> Problema da risolvere
Prosegui il testo su Jessica Long, ripartendo subito dopo la sua ultima frase.

Senza gambe e vincitrice di 29 medaglie alle para olimpiadi. Il suo segreto? «Sogna in grande e confida in Dio», Nascere senza entrambe le gambe può essere una tragedia per molti, ma non lo è stata per Jessica Long che con una ferrea forza di volontà ha saputo trasformare il suo handicap in una grande virtù, diventando una delle migliori atlete paraolimpiche di tutti i tempi, con ben 29 medaglie olimpiche, 16 delle quali di oro.
Dove ha trovato la forza per riuscirci? Nella fede: «Credo che Dio abbia un piano per tutti. E credo che Dio avesse un piano per me, essere adottata, andare negli Stati Uniti e diventare un’atleta paraolimpica». Jessica, infatti, è nata in Russia, precisamente a Bratsk, nel 1992, senza la struttura ossea delle gambe e la maggior parte delle ossa dei piedi. Sua madre, Natalya, era spaventata dal futuro che attendeva lei e sua figlia, così decise di darla in adozione in un orfanotrofio, in Siberia, che ospitava già più di 200 bambini. Nessuno sapeva che lì sarebbe iniziata la sua vera, grande storia.
Un anno dopo il suo arrivo, una coppia cattolica di Baltimora, Beth e Steve Long, giunsero all’orfanotrofio con l’intenzione di adottare un bambino. «Avevamo già due figli, quindi la nostra intenzione era quella di adottare un bambino che avesse meno possibilità di essere preso da altre famiglie» – afferma Beth. La prima volta che videro Jessica vennero informati delle cure costose che richiedeva la sua situazione fisica, ma decisero ugualmente di adottarla.
Cinque mesi dopo il suo arrivo negli Stati Uniti, la bambina venne sottoposta ad un intervento chirurgico per l’amputazione di entrambe le gambe, ma le vennero date subito delle protesi e le ci volle poco per abituarsi. Jessica è potuta crescere serenamente all’interno di una famiglia cristiana che le ha dato tutta la forza necessaria per affrontare le sfide che viveva ogni minuto: «L’ambiente in cui sono cresciuta non poteva essere migliore. Era impossibile essere più felice, lo devo ai miei genitori ma, soprattutto, a Dio».

> Dati forniti
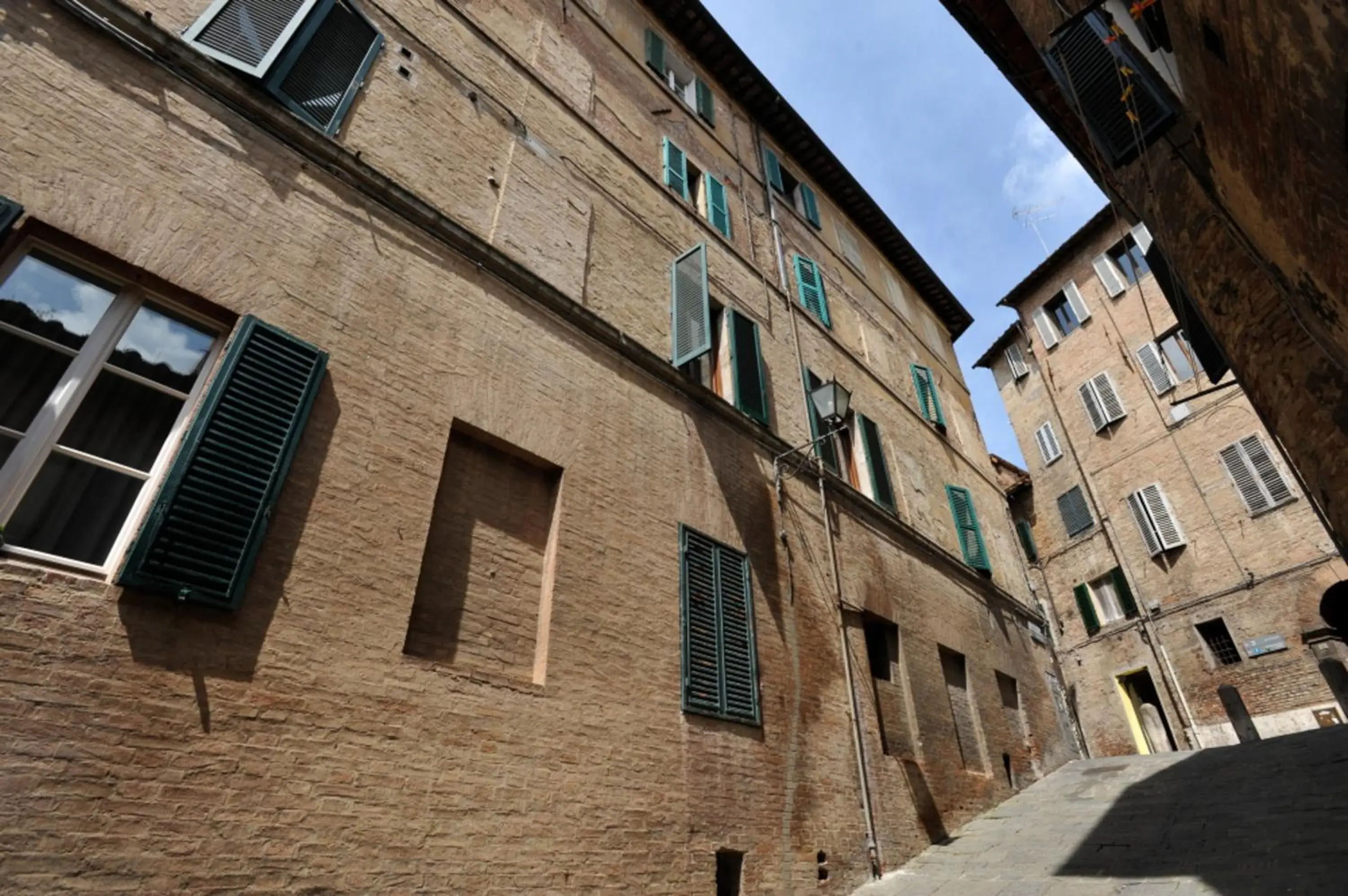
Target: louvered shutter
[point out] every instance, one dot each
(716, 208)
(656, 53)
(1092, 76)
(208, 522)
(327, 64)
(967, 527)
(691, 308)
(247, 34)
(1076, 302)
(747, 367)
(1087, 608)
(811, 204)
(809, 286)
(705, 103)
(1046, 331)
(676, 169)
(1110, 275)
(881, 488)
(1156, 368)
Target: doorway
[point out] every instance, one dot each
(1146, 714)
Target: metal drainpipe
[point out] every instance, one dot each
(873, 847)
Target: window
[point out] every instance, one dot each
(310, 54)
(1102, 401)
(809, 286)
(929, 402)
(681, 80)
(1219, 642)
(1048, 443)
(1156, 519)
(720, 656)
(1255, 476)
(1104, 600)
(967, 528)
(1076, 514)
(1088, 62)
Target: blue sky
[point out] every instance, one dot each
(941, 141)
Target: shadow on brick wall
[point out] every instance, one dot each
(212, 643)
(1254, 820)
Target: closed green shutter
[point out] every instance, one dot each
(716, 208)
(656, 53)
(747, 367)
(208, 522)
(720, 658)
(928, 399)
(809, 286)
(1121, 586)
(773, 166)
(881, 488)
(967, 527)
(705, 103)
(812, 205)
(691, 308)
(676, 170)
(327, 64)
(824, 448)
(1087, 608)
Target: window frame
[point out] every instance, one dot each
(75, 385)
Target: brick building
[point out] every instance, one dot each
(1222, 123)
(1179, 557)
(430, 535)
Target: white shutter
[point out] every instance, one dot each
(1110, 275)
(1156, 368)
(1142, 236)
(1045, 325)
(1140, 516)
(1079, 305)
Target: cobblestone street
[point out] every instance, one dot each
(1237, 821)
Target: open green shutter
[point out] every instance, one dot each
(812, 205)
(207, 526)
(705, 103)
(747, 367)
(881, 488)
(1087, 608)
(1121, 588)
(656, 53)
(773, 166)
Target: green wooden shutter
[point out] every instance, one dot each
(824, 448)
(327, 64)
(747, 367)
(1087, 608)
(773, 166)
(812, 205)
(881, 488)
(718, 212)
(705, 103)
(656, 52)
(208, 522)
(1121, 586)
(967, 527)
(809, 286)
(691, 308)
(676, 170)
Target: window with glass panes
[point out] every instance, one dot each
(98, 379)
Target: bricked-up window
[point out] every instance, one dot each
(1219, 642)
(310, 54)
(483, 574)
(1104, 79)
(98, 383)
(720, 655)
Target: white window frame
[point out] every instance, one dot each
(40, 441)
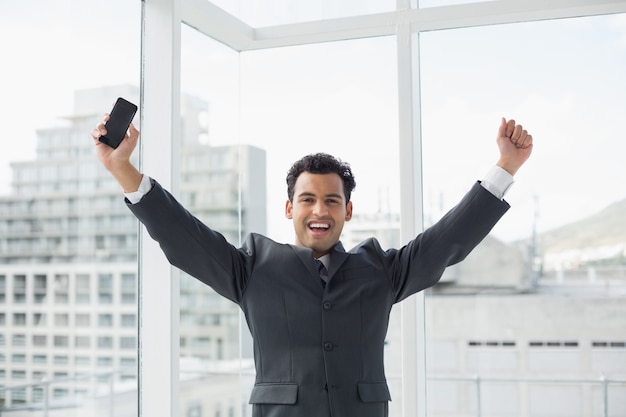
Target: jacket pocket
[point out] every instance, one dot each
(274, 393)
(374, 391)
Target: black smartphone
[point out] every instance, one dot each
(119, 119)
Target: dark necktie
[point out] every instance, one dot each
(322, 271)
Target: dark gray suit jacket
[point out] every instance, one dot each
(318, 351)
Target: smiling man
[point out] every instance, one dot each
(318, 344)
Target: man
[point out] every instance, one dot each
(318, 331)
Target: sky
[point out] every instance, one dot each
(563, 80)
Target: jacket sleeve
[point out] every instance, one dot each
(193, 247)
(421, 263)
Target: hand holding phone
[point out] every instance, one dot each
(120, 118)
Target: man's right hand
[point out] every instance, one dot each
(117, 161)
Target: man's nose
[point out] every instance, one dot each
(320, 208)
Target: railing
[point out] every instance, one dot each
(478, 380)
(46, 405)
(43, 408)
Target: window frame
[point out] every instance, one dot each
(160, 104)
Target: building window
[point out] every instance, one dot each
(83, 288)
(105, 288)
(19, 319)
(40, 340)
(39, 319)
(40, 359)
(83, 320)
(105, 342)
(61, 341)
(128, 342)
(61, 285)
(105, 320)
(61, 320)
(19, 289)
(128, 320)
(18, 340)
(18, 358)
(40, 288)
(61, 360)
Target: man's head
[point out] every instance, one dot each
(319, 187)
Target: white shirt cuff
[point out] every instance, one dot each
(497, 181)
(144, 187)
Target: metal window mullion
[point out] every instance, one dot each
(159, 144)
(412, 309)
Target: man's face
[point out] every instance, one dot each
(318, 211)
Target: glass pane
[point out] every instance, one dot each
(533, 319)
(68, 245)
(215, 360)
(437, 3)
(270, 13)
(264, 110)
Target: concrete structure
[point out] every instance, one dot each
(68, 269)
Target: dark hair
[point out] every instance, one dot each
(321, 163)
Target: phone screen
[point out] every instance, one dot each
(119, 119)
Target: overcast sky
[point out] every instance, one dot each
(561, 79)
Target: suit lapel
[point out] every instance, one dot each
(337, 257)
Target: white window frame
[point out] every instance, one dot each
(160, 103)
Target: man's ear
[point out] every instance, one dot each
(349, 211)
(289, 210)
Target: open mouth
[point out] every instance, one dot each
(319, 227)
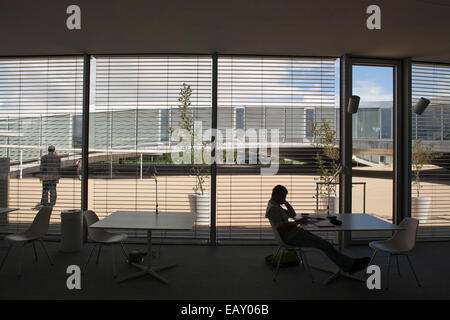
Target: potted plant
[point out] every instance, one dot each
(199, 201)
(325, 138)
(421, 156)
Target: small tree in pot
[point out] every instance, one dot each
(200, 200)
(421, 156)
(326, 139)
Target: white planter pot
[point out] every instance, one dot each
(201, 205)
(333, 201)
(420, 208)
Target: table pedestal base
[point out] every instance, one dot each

> Risposta corretta
Sin da piccola aveva il sogno di diventare un’atleta olimpionica. Dopo aver provato tutti gli sport possibili, senza ottenere grandi risultati, decise di cambiare disciplina e a dieci anni approdò al nuoto. Non ci mise molto ad attirare l’attenzione degli allenatori che lavoravano con atleti disabili e in appena due anni diventò la più giovane atleta paraolimpica degli Stati Uniti, fino alla partecipazione ai Giochi Paraolimpici di Atene, nel 2004. Arrivò a vincere tre medaglie d’oro, nei 100 metri, 400 metri e 4×100, stile libero. Ma la sua carriera era appena iniziata.
A Pechino 2008 vinse altri quattro ori, oltre a un argento e un bronzo. E a Londra superò nuovamente sé stessa incassando cinque medaglie d’oro, più altre due d’argento e una di bronzo. A Rio de Janeiro e a Tokyo si accaparrò 6 medaglie. In totale, 29 medaglie, che fanno di lei una delle atlete paraolimpiche più decorate di tutti i tempi. Ma nonostante tutto quello che ha ottenuto, Jessica ha i piedi per terra. Come ha affermato in più di un’occasione: «Dio viene al primo posto, il nuoto al secondo». E non perde mai l’occasione di tenere discorsi motivazionali in cui racconta la sua storia e, soprattutto, parla della forza che Dio le ha dato per realizzare tutto.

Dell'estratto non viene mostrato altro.